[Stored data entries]
*-*-*

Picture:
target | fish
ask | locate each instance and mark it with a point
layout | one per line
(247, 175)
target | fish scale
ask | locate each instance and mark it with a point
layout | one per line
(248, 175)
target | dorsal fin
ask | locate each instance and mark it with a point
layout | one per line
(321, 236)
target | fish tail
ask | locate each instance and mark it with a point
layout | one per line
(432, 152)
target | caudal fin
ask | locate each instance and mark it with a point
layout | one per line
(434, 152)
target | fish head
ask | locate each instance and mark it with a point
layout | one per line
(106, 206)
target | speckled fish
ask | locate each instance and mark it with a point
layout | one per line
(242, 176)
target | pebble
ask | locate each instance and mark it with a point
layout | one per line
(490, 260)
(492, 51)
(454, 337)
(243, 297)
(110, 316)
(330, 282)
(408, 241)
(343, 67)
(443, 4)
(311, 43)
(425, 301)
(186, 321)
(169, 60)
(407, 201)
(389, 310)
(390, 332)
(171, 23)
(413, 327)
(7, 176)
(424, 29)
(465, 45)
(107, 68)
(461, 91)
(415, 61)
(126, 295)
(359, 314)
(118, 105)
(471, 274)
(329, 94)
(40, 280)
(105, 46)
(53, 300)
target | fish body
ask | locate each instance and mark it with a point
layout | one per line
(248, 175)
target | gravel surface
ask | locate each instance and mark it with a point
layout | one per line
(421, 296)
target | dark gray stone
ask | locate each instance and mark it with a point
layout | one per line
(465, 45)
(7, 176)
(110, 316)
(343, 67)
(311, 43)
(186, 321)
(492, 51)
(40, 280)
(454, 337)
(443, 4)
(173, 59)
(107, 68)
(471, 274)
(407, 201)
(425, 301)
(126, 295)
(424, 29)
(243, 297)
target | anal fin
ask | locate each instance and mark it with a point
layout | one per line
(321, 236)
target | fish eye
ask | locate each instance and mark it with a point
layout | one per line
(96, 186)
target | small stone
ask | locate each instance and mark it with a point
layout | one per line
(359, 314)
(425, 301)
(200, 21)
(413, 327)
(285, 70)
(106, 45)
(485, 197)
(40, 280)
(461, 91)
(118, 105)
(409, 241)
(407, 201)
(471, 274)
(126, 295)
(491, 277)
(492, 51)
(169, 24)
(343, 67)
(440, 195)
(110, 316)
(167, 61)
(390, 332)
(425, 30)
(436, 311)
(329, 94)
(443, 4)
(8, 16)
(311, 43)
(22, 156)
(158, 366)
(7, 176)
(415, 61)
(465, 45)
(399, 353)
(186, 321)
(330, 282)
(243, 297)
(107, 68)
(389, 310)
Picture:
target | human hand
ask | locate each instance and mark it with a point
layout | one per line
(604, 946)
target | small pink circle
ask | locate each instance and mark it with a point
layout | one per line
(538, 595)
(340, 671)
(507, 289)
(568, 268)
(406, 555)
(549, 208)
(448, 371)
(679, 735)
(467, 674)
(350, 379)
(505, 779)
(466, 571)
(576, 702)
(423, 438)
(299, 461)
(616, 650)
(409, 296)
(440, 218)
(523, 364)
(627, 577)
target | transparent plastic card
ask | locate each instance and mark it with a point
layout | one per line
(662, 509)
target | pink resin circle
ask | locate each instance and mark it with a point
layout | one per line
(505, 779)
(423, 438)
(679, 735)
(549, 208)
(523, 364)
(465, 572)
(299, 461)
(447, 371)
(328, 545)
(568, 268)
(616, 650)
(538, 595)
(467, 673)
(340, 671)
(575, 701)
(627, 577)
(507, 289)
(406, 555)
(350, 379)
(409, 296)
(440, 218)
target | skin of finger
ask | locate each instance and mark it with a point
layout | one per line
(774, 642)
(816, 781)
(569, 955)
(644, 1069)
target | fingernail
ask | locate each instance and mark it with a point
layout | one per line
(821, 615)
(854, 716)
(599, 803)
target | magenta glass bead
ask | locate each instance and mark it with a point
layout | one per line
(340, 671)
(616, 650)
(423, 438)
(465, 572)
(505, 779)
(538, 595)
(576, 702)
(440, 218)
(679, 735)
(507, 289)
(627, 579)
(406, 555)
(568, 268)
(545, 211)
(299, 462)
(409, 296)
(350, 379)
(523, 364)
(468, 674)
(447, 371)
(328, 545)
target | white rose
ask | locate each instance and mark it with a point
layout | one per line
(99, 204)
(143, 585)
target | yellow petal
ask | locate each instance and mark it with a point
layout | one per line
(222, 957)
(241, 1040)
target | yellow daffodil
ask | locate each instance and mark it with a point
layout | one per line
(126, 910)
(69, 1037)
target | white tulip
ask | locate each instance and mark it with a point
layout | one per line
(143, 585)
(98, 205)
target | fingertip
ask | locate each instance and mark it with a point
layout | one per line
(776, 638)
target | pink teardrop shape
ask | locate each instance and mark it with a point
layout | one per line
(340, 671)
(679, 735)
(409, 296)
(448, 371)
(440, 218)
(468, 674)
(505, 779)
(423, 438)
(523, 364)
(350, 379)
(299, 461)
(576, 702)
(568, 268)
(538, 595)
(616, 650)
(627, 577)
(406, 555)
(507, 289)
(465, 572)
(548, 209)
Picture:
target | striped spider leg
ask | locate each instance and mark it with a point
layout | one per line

*-*-*

**Your goal**
Print the entire set of records again, exactly.

**Result below**
Picture:
target | fish
ask | locate each instance and mark it with a point
layout | one per line
(247, 175)
target | fish scale
ask | locate each instance and mark it with a point
layout | one per line
(248, 175)
target | dorsal fin
ask | locate each instance and mark it with a point
layout | one per line
(321, 236)
target | fish tail
ask | locate each instance and mark it with a point
layout | one per line
(432, 152)
target | caudal fin
ask | locate each instance and mark it with a point
layout | one per line
(434, 152)
target | fish head
ask | locate each instance and mark it with a point
layout | one per line
(106, 206)
target | speckled fish
ask | locate each instance and mark it with a point
layout | one per line
(242, 176)
target | pebble
ask | locate each instance and mark it with a point
layout | one per line
(490, 260)
(492, 51)
(454, 337)
(243, 297)
(110, 316)
(330, 282)
(408, 241)
(343, 67)
(443, 4)
(311, 43)
(425, 301)
(186, 321)
(169, 60)
(407, 201)
(389, 310)
(390, 332)
(171, 23)
(413, 327)
(7, 176)
(424, 29)
(465, 45)
(107, 68)
(461, 91)
(415, 61)
(126, 295)
(359, 314)
(118, 105)
(471, 274)
(329, 94)
(40, 280)
(105, 46)
(53, 300)
target | fish body
ask | locate each instance and mark it with a point
layout | one per line
(248, 175)
target | gravel surface
ask | locate each instance and mark it with a point
layout | one per line
(421, 296)
target | dark gray stone
ask | locate each instance and mark it with a point
layout | one per line
(465, 45)
(7, 176)
(110, 316)
(343, 67)
(311, 43)
(186, 321)
(492, 51)
(40, 280)
(454, 337)
(443, 4)
(173, 59)
(107, 68)
(471, 274)
(407, 201)
(425, 301)
(126, 295)
(424, 29)
(243, 297)
target | anal fin
ask | locate each instance and mark it with a point
layout | one per line
(321, 236)
target | fish eye
ask | locate each instance and mark it with a point
layout | one per line
(96, 186)
target | small stone
ask | locate each instance and mark it with a point
layout | one per line
(359, 314)
(425, 301)
(200, 21)
(413, 327)
(285, 70)
(106, 45)
(485, 197)
(40, 280)
(461, 91)
(118, 105)
(409, 241)
(407, 201)
(471, 274)
(126, 295)
(491, 277)
(492, 51)
(169, 24)
(343, 67)
(440, 195)
(110, 316)
(167, 61)
(390, 332)
(425, 30)
(436, 311)
(329, 94)
(443, 4)
(8, 16)
(311, 43)
(22, 156)
(158, 366)
(7, 176)
(415, 61)
(465, 45)
(399, 353)
(186, 321)
(330, 282)
(243, 297)
(107, 68)
(389, 310)
Picture:
target | human hand
ask | locate each instance and mark it with a point
layout | one per line
(604, 946)
target | small pink circle
ask | locate each instance and mark it with a point
layout | one per line
(538, 595)
(340, 671)
(507, 289)
(568, 268)
(406, 555)
(549, 208)
(448, 371)
(679, 735)
(467, 674)
(350, 379)
(505, 779)
(466, 571)
(576, 702)
(423, 438)
(299, 461)
(616, 650)
(409, 296)
(440, 218)
(523, 364)
(627, 577)
target | transparent plastic card
ask | locate each instance and mark it with a point
layout | one per line
(662, 509)
target | pink resin circle
ask | locate each instance and mark it with a point
layout | one per line
(505, 779)
(423, 438)
(679, 735)
(549, 208)
(523, 364)
(465, 572)
(299, 461)
(447, 371)
(328, 545)
(568, 268)
(616, 650)
(538, 595)
(467, 673)
(340, 671)
(575, 701)
(627, 577)
(507, 289)
(406, 555)
(350, 379)
(409, 296)
(440, 218)
target | skin of finger
ask | locate each instance and mark it with a point
layout | one per line
(774, 642)
(816, 781)
(569, 955)
(644, 1069)
target | fingernail
ask | locate each instance and mark it with a point
layout | one per line
(821, 615)
(854, 716)
(599, 803)
target | magenta glass bead
ask | locate each instance and mark it with a point
layout | one per line
(340, 671)
(616, 650)
(423, 438)
(465, 572)
(505, 779)
(538, 595)
(576, 702)
(440, 218)
(679, 735)
(507, 289)
(627, 579)
(406, 555)
(568, 268)
(545, 211)
(299, 462)
(409, 296)
(350, 379)
(523, 364)
(468, 674)
(447, 371)
(328, 545)
target | white rose
ask | locate each instance and mark it with a point
layout | one per line
(99, 204)
(143, 585)
target | yellow petal
ask | locate each instance and mark it with a point
layout | one per line
(222, 957)
(241, 1040)
target | yellow daffodil
ask | locate each instance and mark it with a point
layout | one per line
(126, 910)
(69, 1037)
target | white tulip
ask | locate each instance and mark it with a point
layout | one per line
(143, 585)
(98, 205)
target | fingertip
ask | locate each instance and mark it with a point
layout | one per line
(776, 638)
target | pink teardrop shape
ask | locate each instance and mark it with a point
layout | one per line
(340, 671)
(679, 735)
(409, 296)
(448, 371)
(440, 218)
(468, 674)
(505, 779)
(423, 438)
(523, 364)
(350, 379)
(299, 461)
(576, 702)
(568, 268)
(538, 595)
(616, 650)
(627, 577)
(406, 555)
(507, 289)
(465, 572)
(548, 209)
Picture:
target | striped spider leg
ask | locate each instance and mark it with a point
layout | one per line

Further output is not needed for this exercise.